#### TEXT SECTION:
----
Some marchers say Pride could’ve been more efficient, but organizers say everybody got heard

Posted: 8:53 PM, Jul 01, 2019
Updated: 2019-07-01 20:53:48-04

WEST VILLAGE — NYC Pride is now in the record books, and while it was a month-long festival of concerts, presentations, exhibits and other activities, its most famous event — the Pride March — could have been carried out differently, some participants said.

Organizers acknowledged that there were some issues, but said that overall, the march went off very well, especially considering that NYC Pride this year coincided with the 50th anniversary of the Stonewall Uprising, as well as with the World Pride Festival.

To put the situation in perspective, more people attended or participated in the NYC Pride March than live in Los Angeles, the second largest city in the country. Four million people were estimated to have been at NYC Pride. L.A. has a population of just under 4 million.

With the event came a lot of joy, pageantry, support, and some frustration.
----
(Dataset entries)
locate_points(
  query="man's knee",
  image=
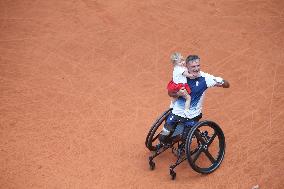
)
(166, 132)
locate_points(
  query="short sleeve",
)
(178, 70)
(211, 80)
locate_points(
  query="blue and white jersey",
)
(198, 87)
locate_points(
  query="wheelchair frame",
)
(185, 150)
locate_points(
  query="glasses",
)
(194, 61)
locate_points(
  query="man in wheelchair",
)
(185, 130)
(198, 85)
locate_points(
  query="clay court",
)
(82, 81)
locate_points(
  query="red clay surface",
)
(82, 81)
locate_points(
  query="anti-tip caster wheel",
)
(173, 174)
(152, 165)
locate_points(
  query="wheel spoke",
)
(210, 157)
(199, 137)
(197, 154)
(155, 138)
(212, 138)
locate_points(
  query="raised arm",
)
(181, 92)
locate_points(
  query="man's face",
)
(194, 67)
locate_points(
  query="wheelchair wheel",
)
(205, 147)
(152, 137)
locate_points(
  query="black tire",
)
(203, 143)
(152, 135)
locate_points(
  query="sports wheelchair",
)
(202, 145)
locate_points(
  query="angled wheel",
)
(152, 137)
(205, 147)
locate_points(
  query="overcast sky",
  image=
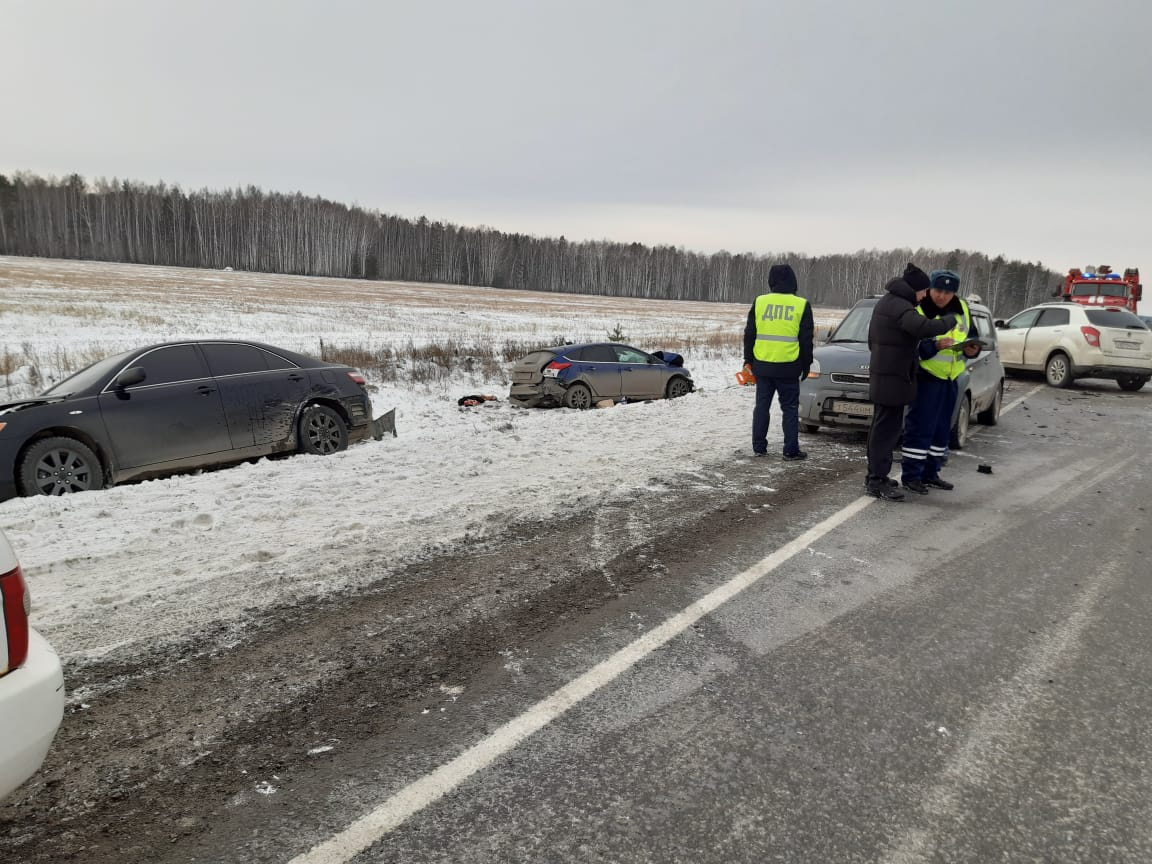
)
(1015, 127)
----
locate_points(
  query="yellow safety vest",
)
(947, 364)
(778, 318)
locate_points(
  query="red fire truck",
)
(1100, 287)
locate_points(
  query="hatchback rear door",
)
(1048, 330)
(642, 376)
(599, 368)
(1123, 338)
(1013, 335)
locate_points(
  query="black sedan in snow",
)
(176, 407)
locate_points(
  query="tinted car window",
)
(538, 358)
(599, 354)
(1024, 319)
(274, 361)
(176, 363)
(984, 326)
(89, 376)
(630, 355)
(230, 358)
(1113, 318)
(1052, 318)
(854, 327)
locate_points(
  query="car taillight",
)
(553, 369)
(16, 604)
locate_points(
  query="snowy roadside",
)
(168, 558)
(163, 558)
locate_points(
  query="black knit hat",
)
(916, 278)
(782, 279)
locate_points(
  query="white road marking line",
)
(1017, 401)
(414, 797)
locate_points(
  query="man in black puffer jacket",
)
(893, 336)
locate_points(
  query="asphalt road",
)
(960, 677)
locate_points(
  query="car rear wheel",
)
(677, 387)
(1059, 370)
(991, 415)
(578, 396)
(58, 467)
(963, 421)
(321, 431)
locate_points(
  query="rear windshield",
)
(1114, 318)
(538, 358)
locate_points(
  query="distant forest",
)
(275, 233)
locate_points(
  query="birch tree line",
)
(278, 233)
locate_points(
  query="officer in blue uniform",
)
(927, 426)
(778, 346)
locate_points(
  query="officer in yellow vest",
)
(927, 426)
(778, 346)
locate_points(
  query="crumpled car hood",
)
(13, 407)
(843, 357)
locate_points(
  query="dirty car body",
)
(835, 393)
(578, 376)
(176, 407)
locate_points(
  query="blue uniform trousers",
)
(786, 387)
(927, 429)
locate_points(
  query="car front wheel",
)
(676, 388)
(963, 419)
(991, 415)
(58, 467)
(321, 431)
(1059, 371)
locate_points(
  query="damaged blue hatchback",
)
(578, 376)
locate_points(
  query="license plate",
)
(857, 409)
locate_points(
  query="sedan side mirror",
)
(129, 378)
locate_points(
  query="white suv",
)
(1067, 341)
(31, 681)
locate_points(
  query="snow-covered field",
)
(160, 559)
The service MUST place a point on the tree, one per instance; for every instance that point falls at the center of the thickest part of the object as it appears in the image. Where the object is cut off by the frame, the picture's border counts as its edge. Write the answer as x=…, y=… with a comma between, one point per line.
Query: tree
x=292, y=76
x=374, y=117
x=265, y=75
----
#### YOUR OBJECTIVE:
Print the entire article about the NYC Pride March word for word. These entries were drawn from a separate source unrelated to the article.

#### FINISHED EXERCISE:
Some marchers say Pride could’ve been more efficient, but organizers say everybody got heard

Posted: 8:53 PM, Jul 01, 2019
Updated: 2019-07-01 20:53:48-04

WEST VILLAGE — NYC Pride is now in the record books, and while it was a month-long festival of concerts, presentations, exhibits and other activities, its most famous event — the Pride March — could have been carried out differently, some participants said.

Organizers acknowledged that there were some issues, but said that overall, the march went off very well, especially considering that NYC Pride this year coincided with the 50th anniversary of the Stonewall Uprising, as well as with the World Pride Festival.

To put the situation in perspective, more people attended or participated in the NYC Pride March than live in Los Angeles, the second largest city in the country. Four million people were estimated to have been at NYC Pride. L.A. has a population of just under 4 million.

With the event came a lot of joy, pageantry, support, and some frustration.